Records of labeled points:
————

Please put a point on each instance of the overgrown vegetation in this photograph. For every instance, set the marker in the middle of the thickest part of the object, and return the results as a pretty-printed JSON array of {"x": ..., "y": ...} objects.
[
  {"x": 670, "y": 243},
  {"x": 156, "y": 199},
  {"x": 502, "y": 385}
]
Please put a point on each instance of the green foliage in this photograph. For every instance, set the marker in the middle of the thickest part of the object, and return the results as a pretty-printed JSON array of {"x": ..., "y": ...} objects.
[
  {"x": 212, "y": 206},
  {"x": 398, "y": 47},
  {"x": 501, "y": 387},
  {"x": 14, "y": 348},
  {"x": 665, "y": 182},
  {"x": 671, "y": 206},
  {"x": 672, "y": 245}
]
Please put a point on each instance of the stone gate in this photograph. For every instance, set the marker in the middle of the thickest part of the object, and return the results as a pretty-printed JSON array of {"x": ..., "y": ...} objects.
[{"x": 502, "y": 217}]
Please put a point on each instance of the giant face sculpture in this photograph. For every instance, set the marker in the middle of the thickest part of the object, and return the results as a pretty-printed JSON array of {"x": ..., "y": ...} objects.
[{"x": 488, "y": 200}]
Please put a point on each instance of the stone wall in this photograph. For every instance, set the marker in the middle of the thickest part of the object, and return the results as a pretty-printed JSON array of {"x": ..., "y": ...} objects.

————

_PROBLEM TO SOLVE_: Restate the data above word for word, please.

_FULL OUTPUT_:
Please put a point on each instance of the overgrown vegetation in this photograph. For every instance, set the marker in the middle of the thickest part of the object, and return the results as a pretty-printed JSON array of {"x": ..., "y": ...} objects.
[
  {"x": 670, "y": 243},
  {"x": 156, "y": 199},
  {"x": 502, "y": 385}
]
Please put a point on each instance of the green foliage in this photograph. For every instance, set the marker in the middle of the thickest part of the object, and return the results as a pretty-printed JSON array of {"x": ..., "y": ...} objects.
[
  {"x": 212, "y": 206},
  {"x": 398, "y": 47},
  {"x": 501, "y": 387},
  {"x": 14, "y": 348},
  {"x": 665, "y": 182},
  {"x": 671, "y": 206},
  {"x": 672, "y": 245}
]
Please put a point on each instance of the stone gate in this photograph. For every instance, set the marker in the middle of the thickest part of the object, and return the results as a pretty-printed JSON array of {"x": ..., "y": ...} objects.
[{"x": 502, "y": 217}]
Please put a point on each instance of the giant face sculpture in this photograph. For every instance, set the marker in the middle of the thickest part of the object, and return the results as a pretty-printed JSON array of {"x": ..., "y": ...} objects.
[{"x": 488, "y": 200}]
Please put a point on each instance of the stone wall in this photograph. For every instance, set the marker in the middle of the thickest part of the object, and return the results as a pretty-printed JSON array of {"x": ..., "y": ...} objects.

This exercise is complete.